§ **Problem**
Quote every one of the following rows verbatim, leaving out the pictures.

§ **Records for processing**
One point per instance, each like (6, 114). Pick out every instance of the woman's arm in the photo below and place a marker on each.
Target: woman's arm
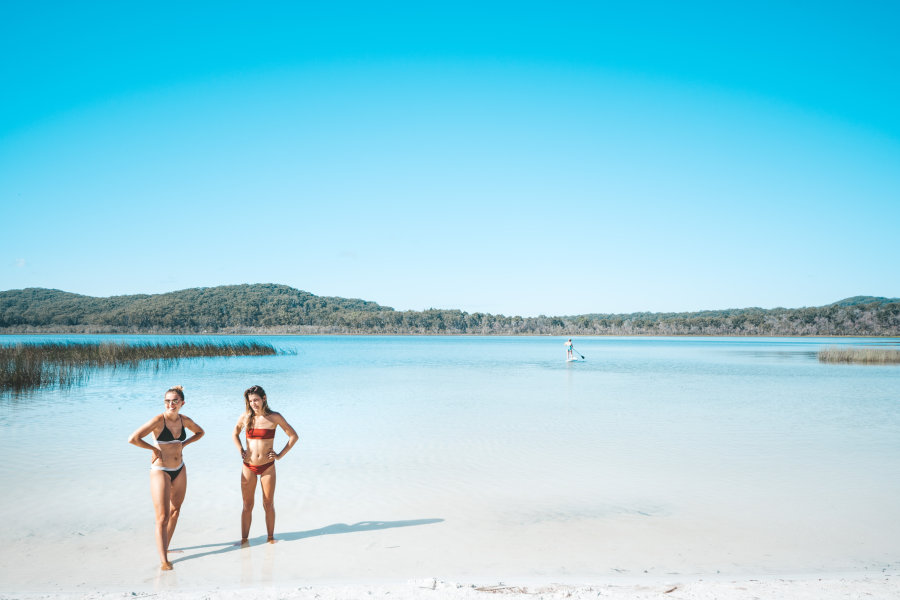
(144, 430)
(292, 435)
(193, 427)
(236, 436)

§ **Worked answer**
One point per instance, each like (6, 114). Pick out every instance of the woman's arm in the photo below and place a marker on each.
Target: woman's arm
(144, 430)
(292, 435)
(193, 427)
(236, 436)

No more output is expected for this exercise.